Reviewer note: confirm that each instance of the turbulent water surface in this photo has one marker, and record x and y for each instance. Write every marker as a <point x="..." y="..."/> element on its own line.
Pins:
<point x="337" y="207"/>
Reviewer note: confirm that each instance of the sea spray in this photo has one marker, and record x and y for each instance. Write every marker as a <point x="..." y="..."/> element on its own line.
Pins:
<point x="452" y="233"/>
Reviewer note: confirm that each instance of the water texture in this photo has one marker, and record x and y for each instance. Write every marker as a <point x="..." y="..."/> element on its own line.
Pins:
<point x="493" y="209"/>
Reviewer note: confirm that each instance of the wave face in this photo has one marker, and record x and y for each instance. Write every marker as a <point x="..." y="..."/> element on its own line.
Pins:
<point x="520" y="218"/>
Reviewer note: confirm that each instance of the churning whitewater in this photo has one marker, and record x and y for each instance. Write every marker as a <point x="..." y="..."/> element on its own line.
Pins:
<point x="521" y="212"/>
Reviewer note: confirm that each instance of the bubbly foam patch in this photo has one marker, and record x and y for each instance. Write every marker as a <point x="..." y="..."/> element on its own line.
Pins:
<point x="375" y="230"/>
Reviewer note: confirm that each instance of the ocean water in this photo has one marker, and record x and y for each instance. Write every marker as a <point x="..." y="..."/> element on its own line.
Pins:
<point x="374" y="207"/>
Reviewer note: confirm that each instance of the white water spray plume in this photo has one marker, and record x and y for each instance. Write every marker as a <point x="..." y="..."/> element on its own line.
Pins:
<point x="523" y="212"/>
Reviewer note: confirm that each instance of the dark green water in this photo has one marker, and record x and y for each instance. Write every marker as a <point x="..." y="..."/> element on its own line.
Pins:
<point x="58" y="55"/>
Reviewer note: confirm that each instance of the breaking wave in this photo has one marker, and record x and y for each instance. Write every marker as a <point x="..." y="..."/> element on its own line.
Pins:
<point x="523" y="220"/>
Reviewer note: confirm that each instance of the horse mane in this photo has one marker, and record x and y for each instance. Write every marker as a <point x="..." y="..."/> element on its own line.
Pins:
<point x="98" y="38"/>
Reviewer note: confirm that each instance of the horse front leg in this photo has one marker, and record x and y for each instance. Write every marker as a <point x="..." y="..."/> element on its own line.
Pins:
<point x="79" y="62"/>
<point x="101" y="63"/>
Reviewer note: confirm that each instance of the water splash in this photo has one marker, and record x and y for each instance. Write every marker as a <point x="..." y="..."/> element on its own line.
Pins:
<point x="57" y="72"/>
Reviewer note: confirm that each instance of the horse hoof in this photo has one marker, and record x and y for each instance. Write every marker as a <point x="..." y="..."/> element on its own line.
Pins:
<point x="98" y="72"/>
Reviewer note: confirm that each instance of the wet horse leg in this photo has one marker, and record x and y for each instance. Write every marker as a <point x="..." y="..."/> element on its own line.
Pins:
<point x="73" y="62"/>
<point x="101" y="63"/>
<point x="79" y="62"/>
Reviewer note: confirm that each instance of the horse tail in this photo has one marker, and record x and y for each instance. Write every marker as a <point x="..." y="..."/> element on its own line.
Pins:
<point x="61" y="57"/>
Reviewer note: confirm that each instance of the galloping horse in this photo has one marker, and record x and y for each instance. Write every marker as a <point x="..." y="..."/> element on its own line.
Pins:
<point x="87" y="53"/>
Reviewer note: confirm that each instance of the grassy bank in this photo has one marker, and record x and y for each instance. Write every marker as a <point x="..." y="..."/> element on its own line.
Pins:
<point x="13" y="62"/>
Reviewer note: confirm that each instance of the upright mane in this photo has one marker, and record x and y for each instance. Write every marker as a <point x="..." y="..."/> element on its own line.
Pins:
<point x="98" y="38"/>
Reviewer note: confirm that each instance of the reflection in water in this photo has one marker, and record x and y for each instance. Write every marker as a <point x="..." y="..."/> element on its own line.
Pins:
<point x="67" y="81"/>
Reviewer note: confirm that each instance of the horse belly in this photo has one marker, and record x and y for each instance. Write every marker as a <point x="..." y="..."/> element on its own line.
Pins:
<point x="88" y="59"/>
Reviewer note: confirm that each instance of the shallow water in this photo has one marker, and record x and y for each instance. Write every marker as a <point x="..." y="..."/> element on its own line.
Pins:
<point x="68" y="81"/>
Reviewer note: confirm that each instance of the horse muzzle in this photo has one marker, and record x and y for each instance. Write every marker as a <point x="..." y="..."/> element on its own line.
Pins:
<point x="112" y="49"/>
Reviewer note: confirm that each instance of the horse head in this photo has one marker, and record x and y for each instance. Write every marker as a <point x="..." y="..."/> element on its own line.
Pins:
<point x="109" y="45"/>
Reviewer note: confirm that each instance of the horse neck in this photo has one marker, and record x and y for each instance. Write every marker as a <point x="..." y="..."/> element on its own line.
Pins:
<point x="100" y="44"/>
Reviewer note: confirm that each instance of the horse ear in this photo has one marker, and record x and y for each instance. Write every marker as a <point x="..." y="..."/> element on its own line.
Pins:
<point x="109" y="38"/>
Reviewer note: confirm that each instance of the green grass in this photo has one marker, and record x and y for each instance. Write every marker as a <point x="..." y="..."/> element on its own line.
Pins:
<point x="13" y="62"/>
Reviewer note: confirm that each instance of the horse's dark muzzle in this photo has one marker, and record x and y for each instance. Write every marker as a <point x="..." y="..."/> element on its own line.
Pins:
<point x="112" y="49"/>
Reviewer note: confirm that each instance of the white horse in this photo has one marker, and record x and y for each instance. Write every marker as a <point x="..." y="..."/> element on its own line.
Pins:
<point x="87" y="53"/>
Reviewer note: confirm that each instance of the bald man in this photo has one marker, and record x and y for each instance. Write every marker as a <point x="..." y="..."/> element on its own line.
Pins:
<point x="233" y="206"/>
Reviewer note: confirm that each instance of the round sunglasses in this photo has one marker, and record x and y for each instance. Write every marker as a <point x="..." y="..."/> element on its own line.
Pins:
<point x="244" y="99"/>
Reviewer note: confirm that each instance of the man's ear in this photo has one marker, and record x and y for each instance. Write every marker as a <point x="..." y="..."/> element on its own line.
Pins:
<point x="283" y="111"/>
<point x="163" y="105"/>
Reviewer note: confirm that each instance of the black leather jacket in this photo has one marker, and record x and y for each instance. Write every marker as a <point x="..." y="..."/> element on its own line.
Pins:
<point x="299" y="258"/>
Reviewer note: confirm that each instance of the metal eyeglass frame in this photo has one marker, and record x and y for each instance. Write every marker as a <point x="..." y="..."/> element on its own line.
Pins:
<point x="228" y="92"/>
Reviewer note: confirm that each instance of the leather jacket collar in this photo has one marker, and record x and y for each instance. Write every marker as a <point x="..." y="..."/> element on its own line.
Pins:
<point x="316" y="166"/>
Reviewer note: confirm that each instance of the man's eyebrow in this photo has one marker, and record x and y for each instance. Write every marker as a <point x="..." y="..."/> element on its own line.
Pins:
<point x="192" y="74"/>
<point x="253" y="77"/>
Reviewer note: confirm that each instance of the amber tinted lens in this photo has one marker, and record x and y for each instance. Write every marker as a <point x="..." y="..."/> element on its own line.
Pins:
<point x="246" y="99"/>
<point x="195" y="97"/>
........
## Do this
Rewrite all of the data above, changing "Reviewer note" to "Annotator note" and leaving everything else the same.

## Exercise output
Annotator note: confirm that each instance of the turbulent water surface in this photo has one marker, and record x and y for each instance. Write every marker as a <point x="..." y="..."/> element on its own line.
Pins:
<point x="337" y="207"/>
Annotator note: confirm that each instance of the sea spray in this photo has one marker, and record x and y for each instance. Write every marker as a <point x="..." y="..."/> element on its own line.
Pins:
<point x="452" y="233"/>
Annotator note: confirm that each instance of the water texture in this photo has one marker, and record x and y for each instance. Write every marker as a <point x="..." y="..."/> element on its own line.
Pins:
<point x="493" y="209"/>
Annotator note: confirm that each instance of the wave face in this photo has one marker, and record x and y for each instance. Write every marker as a <point x="..." y="..."/> element on its own line.
Pins:
<point x="520" y="218"/>
Annotator note: confirm that each instance of the churning whitewater in this photo has one marker, and record x and y for each instance. Write every marker as a <point x="..." y="..."/> element on its own line.
Pins:
<point x="521" y="212"/>
Annotator note: confirm that each instance of the bubbly foam patch in this photo has one marker, and record x and y for each instance. Write every marker as a <point x="..." y="..."/> element on its own line.
Pins:
<point x="375" y="230"/>
Annotator note: confirm that each instance of the ocean water in this photo has one marker, and record x and y for each instance. Write every marker as a <point x="..." y="..."/> element on its own line.
Pins:
<point x="374" y="207"/>
Annotator note: confirm that each instance of the white water spray plume in this photo has one marker, and record x and y for each instance. Write every marker as a <point x="..." y="..."/> element on its own line.
Pins:
<point x="523" y="212"/>
Annotator note: confirm that each instance of the dark green water in this photo has one marker, and record x and y for each instance. Write every marker as a <point x="..." y="..."/> element on its own line.
Pins:
<point x="58" y="55"/>
Annotator note: confirm that each instance of the breaking wave in this photo has one marker, and record x and y for each instance. Write every marker as a <point x="..." y="..."/> element on its own line.
Pins:
<point x="523" y="220"/>
Annotator note: confirm that each instance of the horse mane in this photo has one marker, and record x and y for each instance. Write every marker as a <point x="..." y="..."/> element on its own line.
Pins:
<point x="98" y="38"/>
Annotator note: confirm that each instance of the horse front leg in this photo has one marker, and record x and y for each instance. Write every marker as a <point x="..." y="..."/> element on its own line.
Pins:
<point x="79" y="62"/>
<point x="101" y="63"/>
Annotator note: confirm that each instance of the water splash in this photo has one marker, and record x and y for each instance. Write every marker as a <point x="..." y="..."/> element on its own line.
Pins:
<point x="57" y="72"/>
Annotator note: confirm that each instance of the horse hoof in this photo has one marker, and record x and y for each instance. Write every marker as a <point x="..." y="..."/> element on its own line.
Pins:
<point x="98" y="72"/>
Annotator note: confirm that each instance of the wet horse leg in this photo has one marker, and record x and y for each instance. Write every marker as a <point x="..." y="..."/> element on its own line.
Pins:
<point x="73" y="62"/>
<point x="101" y="63"/>
<point x="79" y="62"/>
Annotator note: confirm that each instance of the horse tail in this photo has one marker, and record x and y for each instance. Write every marker as a <point x="..." y="..."/> element on its own line.
Pins:
<point x="61" y="57"/>
Annotator note: confirm that each instance of the galloping horse in this photo has one marker, and record x and y for each instance. Write every marker as a <point x="..." y="..."/> element on its own line.
Pins:
<point x="87" y="53"/>
Annotator note: confirm that each instance of the grassy bank in this photo has one marker, and record x and y for each instance. Write every marker as a <point x="..." y="..."/> element on its own line.
Pins:
<point x="13" y="62"/>
Annotator note: confirm that each instance of the upright mane in this photo has one marker, and record x and y for each instance. Write every marker as a <point x="..." y="..."/> element on its own line.
Pins:
<point x="98" y="38"/>
Annotator note: confirm that each instance of the reflection in water in this photo has one marker, and record x and y for each instance. Write every marker as a <point x="..." y="..."/> element on its own line.
Pins:
<point x="67" y="81"/>
Annotator note: confirm that each instance of the horse belly in this photo has one marker, and record x and y for each instance. Write every marker as a <point x="..." y="..."/> element on its own line.
Pins:
<point x="88" y="59"/>
Annotator note: confirm that each instance of the shallow water in this photo has one marker, and record x and y for each instance. Write every marker as a <point x="..." y="..."/> element on its own line.
Pins:
<point x="68" y="81"/>
Annotator note: confirm that each instance of the horse muzzle in this photo has one marker, and record x and y for each instance. Write every marker as a <point x="..." y="..."/> element on its own line.
Pins:
<point x="112" y="49"/>
Annotator note: confirm that each instance of the horse head in this photo has one marker, and record x and y for each instance. Write every marker as a <point x="..." y="..."/> element on its own line.
Pins:
<point x="109" y="45"/>
Annotator note: confirm that each instance of the horse neck in this photo has one marker, and record x and y for each instance. Write every marker as a <point x="..." y="..."/> element on its own line.
Pins:
<point x="100" y="44"/>
Annotator note: confirm that each instance of the horse ear in this photo has one marker, and record x and y for each instance. Write every marker as a <point x="..." y="..."/> element on its own line.
Pins:
<point x="109" y="38"/>
Annotator note: confirm that each instance of the green grass in this photo has one marker, and record x and y for each instance. Write every marker as a <point x="..." y="..."/> element on its own line.
Pins:
<point x="13" y="62"/>
Annotator note: confirm that each instance of the horse's dark muzzle in this photo has one marker, and record x and y for each instance. Write every marker as a <point x="..." y="..."/> element on its own line.
Pins:
<point x="112" y="49"/>
Annotator note: confirm that each instance of the white horse in this photo has one marker, and record x and y for each instance. Write every marker as a <point x="..." y="..."/> element on its own line.
Pins:
<point x="87" y="53"/>
Annotator note: confirm that each instance of the bald man in this photo has one marker, and record x and y for each instance. Write every marker as a <point x="..." y="..."/> element on its own line.
Pins:
<point x="233" y="206"/>
Annotator note: confirm that each instance of the round sunglasses in this photo has one marker, and record x and y for each instance. Write every marker as a <point x="..." y="..."/> element on its own line.
Pins:
<point x="244" y="99"/>
Annotator note: confirm that each instance of the man's ear in this photo has one marker, and record x and y for each instance. Write every marker as a <point x="..." y="..."/> element on its own line.
Pins:
<point x="283" y="111"/>
<point x="163" y="105"/>
Annotator note: confirm that each instance of the black leather jacket in this photo has one marker, and record x and y for each instance. Write every marker as a <point x="..." y="..."/> element on its own line.
Pins:
<point x="299" y="258"/>
Annotator note: confirm that each instance of the metal eyeglass frame in this photo has one marker, and record x and y for each instance. Write every marker as a <point x="..." y="..."/> element on its own line.
Pins:
<point x="228" y="92"/>
Annotator note: confirm that each instance of the leather jacket collar in this photo has one marker, and record x and y for each instance. Write every marker as a <point x="..." y="..."/> element on its own line.
Pins:
<point x="316" y="166"/>
Annotator note: confirm that each instance of the man's eyebrow in this photo has one marker, and record x and y for each instance. Write every marker as a <point x="..." y="..."/> element on its own line.
Pins:
<point x="192" y="74"/>
<point x="253" y="77"/>
Annotator note: confirm that each instance of the amber tinted lens in this photo has one marker, and record x and y for each instance. Write every marker as a <point x="..." y="..."/> element on its own line.
Pins:
<point x="246" y="99"/>
<point x="195" y="97"/>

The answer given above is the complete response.